**PROBLEM TO SOLVE:** Apart from the pictures, print the data below exactly as given.

**INFORMATION PROVIDED:**
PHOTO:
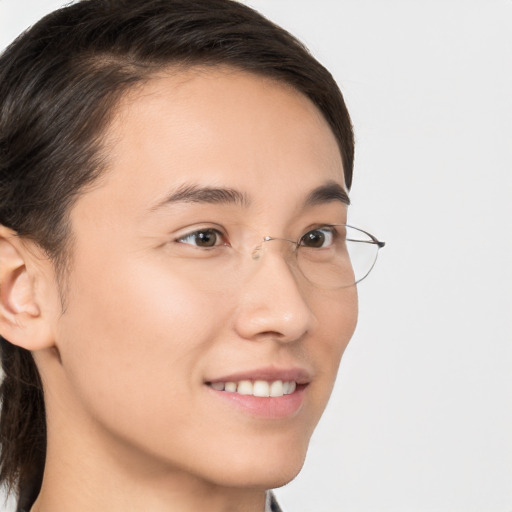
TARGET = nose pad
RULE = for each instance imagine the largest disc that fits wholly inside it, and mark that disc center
(273, 303)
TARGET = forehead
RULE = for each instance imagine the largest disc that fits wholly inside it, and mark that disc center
(217, 127)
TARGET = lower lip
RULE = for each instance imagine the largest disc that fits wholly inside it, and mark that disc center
(265, 407)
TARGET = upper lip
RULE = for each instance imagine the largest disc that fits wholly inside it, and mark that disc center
(270, 374)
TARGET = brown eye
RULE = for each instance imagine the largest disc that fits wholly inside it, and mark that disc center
(317, 238)
(203, 238)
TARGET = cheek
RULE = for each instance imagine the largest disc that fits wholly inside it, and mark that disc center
(130, 343)
(337, 320)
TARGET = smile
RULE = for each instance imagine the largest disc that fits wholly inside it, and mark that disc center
(259, 388)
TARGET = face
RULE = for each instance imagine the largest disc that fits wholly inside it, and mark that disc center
(164, 308)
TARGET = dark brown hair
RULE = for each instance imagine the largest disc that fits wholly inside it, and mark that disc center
(59, 84)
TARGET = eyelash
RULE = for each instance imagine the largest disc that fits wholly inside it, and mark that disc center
(205, 233)
(196, 234)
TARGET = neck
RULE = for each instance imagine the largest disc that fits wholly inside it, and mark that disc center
(88, 470)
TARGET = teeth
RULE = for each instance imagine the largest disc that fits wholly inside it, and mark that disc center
(259, 388)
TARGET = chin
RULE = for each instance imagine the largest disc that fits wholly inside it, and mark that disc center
(263, 470)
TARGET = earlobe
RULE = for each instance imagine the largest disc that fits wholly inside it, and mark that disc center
(21, 319)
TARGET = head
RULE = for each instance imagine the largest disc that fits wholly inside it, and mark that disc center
(128, 125)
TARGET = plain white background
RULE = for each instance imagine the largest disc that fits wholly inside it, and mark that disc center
(421, 417)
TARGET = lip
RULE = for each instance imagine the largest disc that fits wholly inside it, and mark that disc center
(299, 375)
(268, 408)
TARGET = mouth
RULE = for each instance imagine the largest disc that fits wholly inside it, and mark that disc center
(266, 393)
(258, 388)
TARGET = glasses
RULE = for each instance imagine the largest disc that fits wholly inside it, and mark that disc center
(329, 257)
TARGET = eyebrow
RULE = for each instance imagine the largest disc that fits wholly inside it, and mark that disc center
(330, 191)
(191, 193)
(197, 194)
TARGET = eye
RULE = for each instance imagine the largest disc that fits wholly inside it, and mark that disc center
(318, 238)
(203, 238)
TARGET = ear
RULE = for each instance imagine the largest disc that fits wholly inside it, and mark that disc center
(22, 321)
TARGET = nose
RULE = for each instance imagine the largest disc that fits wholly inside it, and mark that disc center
(272, 303)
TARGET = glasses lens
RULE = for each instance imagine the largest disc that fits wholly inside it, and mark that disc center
(344, 262)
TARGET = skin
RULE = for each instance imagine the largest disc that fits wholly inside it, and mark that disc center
(131, 423)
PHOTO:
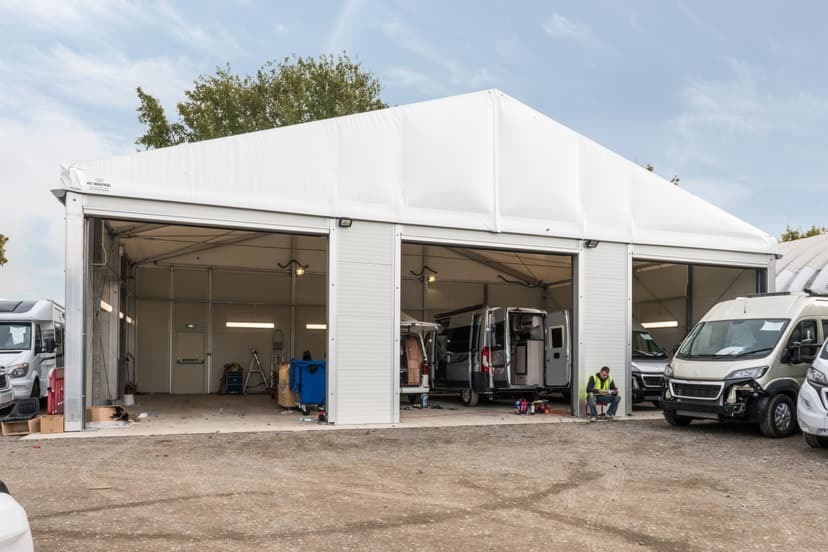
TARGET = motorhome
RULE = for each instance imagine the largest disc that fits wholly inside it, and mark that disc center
(812, 403)
(502, 351)
(745, 360)
(647, 366)
(417, 350)
(31, 344)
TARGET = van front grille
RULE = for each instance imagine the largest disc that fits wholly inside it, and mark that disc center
(696, 390)
(652, 381)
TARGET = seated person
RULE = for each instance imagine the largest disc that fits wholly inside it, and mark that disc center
(601, 389)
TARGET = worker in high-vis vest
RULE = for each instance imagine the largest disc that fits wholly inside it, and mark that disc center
(602, 390)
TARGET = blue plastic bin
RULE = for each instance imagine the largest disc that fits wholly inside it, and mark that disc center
(307, 380)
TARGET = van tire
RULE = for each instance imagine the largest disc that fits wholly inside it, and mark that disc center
(778, 418)
(815, 441)
(676, 420)
(470, 397)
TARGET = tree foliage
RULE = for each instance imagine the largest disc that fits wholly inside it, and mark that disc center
(293, 90)
(792, 234)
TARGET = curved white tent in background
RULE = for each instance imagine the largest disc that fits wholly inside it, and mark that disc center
(803, 265)
(480, 170)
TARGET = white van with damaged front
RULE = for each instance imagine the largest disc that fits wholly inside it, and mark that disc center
(745, 360)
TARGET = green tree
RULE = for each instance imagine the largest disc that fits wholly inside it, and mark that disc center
(791, 234)
(293, 90)
(3, 240)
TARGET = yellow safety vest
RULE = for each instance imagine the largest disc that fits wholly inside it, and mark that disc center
(602, 385)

**OUTPUT BELOW:**
PHOTO:
TARGET = nose pad
RULE = for each instance imagine the largest disc that fits wholly inside it, and mark that disc center
(273, 303)
TARGET = forehead
RULE = for each instance imagine the largest disc that fits wholly inside it, and mark that disc center
(217, 127)
TARGET = lower lip
RULE = for each instance imagine the largest disc that fits wholly inside it, and mark that disc center
(265, 407)
TARGET = upper lip
RULE = for each instance imagine the largest disc that fits wholly inside it, and mark that disc center
(270, 374)
TARGET = brown eye
RULE = for each instance imagine the largest disc that fits wholly inside it, and mark that disc center
(317, 238)
(203, 238)
TARGET = cheek
RULE = for each instance imagine the largest disc that fits wholly inside it, and mark that disc center
(130, 343)
(337, 320)
TARGET = smile
RULE = for each instance imagine the largest disc that fits wholly inside it, and mark that disc center
(259, 388)
TARGET = face
RULE = for each instance imagine the largest disc that fits wholly inside it, and mark that disc center
(164, 308)
TARGET = dark brown hair
RULE = for each instance imagine the largest disc that fits wholly inside it, and mark that disc center
(59, 84)
TARGET = eyelash
RULE = for each instance imagine the largest disc that fits wholly inside it, and mark that disc center
(205, 233)
(196, 234)
TARGET = neck
RULE = for each instance imagine the largest disc that fits wholly inside it, and mark that disc center
(88, 470)
TARGET = teeth
RULE = for each instance imagine the largest disc that fits wholly inside it, and mark that disc center
(259, 388)
TARGET = chin
RULE = for each instance imagine the largest disc that fits wholly inside it, and mark that disc center
(263, 470)
TARGET = earlobe
RULE = for each instance imagine the largest disc that fits wholly inside it, and mark that disc center
(21, 319)
TARGET = head
RULE = for each instance imagine the largest disc that fits wholly inside it, and mark that disc center
(128, 125)
TARGET = plain white background
RULE = for each instance imagine the largest disc that fits wholly inside it, and mark that disc center
(421, 417)
TARGET = lip
RULE = for each instance imagine the largest disc that fits wholly inside it, and mark that disc center
(299, 375)
(268, 408)
TARGET = mouth
RULE = for each instance imagine the largest disc that fits wholly inside it, and mark that disc center
(266, 393)
(258, 388)
TARGET = glasses
RULE = for each instance imagine the largest disc that fits wholly inside it, and mark that disc center
(329, 257)
TARGET = eyebrow
RULE = for each instance imagine the largest disc that fits wholly inside it, and mark that disc center
(330, 191)
(191, 193)
(197, 194)
TARGET = eye
RULE = for each instance imagine the largest disc that fits wholly inside it, and mark that disc center
(318, 238)
(203, 238)
TARGET = ear
RULE = for each instance imagine the largest disc that fits wholly inside it, and mark that disc center
(22, 321)
TARGET = nose
RULE = for each instance imagine the largest disc that fits wholly inside it, and mark that disc center
(272, 303)
TARGET = glasses lens
RULE = for each instance imagine the largest disc that fits wholly inside it, and mark that disc center
(344, 262)
TARGET = skin
RULE = for each instance imagine the largest disc that fits wholly inside it, and mark that disc center
(131, 423)
PHOTO:
TARGET = motorhome
RULE = for each instance imagine the largest disc that fits wholly inside it, and mark that disc center
(812, 403)
(502, 351)
(745, 360)
(647, 366)
(417, 350)
(31, 344)
TARGET = van front grille
RULE = for each instance imagine the largest disc that fits wholly inside it, and mark that disc center
(696, 390)
(652, 381)
TARGET = seated person
RULE = for each instance imagine the largest disc that fits wholly inside it, and mark that disc center
(601, 389)
TARGET = worker in high-vis vest
RULE = for each instance imagine the largest disc that fits wholly inside it, and mark that disc center
(602, 390)
TARGET = blue plastic bin
RULE = for each instance imagine the largest disc that fits wholly inside it, and mark that disc center
(307, 380)
TARGET = van tire
RULE = for each instance imagine the largest disc that fits wholly inside it, and mark that disc center
(778, 418)
(815, 441)
(676, 420)
(470, 397)
TARGET = tree foliage
RULE = for each instance imagine the largest disc that fits wholly inside it, and mark that disc center
(293, 90)
(792, 234)
TARGET = curved white tent in background
RULE = for each instance imagine the largest disc that fits wholly inside it, and mark that disc center
(803, 265)
(480, 170)
TARGET = white van with damaged front
RULE = for each instance imagine the largest disc that fits wholly inside it, and mark that disc center
(745, 360)
TARGET = green tree
RULE = for each instance imagine the largest disc that fits wholly inside it, and mark that disc center
(791, 234)
(293, 90)
(3, 240)
TARGET = yellow safety vest
RULE = for each instance imagine the largest disc that fits wholly inside it, and mark that disc center
(602, 385)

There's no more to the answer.